### [TRY IT]
In the data below, which lines hold "target"? Copy every one.

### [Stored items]
*** Begin section ***

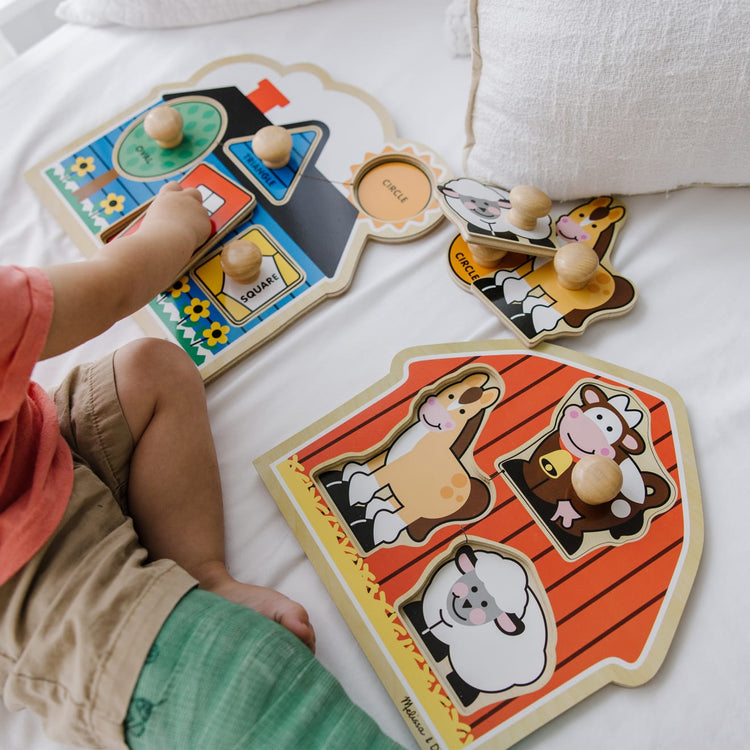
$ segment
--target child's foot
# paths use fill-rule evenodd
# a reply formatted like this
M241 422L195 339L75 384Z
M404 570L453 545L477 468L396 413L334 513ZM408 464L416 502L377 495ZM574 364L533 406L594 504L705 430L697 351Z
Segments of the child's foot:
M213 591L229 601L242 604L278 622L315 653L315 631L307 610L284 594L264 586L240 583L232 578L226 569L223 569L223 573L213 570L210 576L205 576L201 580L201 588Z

*** End section ***
*** Begin section ***

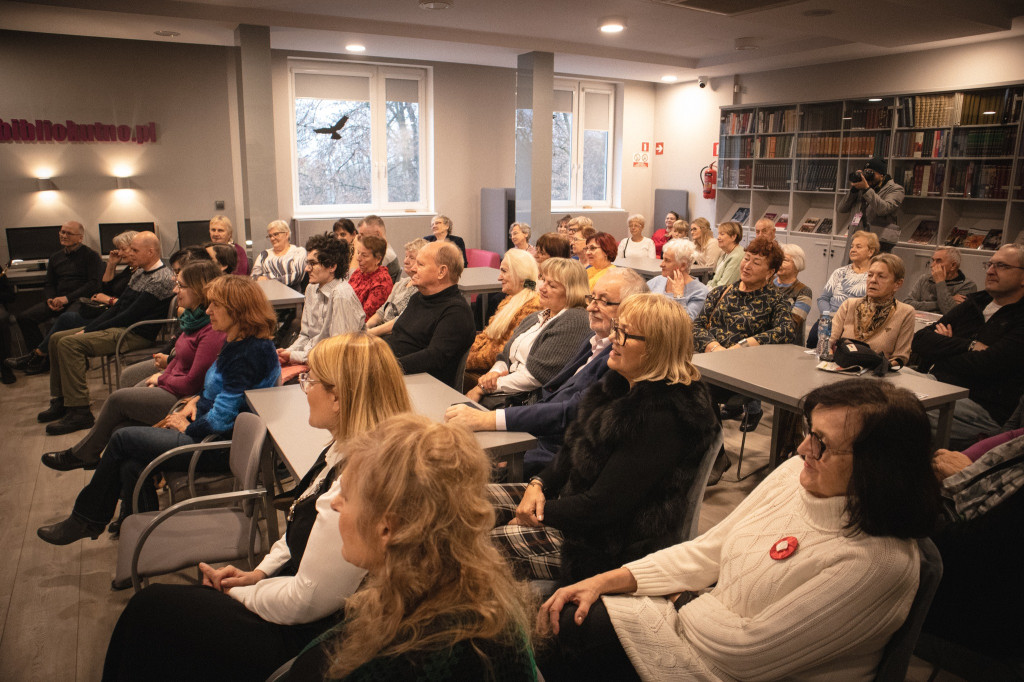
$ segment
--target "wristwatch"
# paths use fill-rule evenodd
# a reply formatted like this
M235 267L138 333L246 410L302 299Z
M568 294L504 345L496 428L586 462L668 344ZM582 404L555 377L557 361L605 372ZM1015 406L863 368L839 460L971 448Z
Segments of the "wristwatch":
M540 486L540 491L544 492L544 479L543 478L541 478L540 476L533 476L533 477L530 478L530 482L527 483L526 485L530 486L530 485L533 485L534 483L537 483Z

*** End section ***

### [SOLUTION TO THIS EXERCISE]
--target child's foot
--target "wristwatch"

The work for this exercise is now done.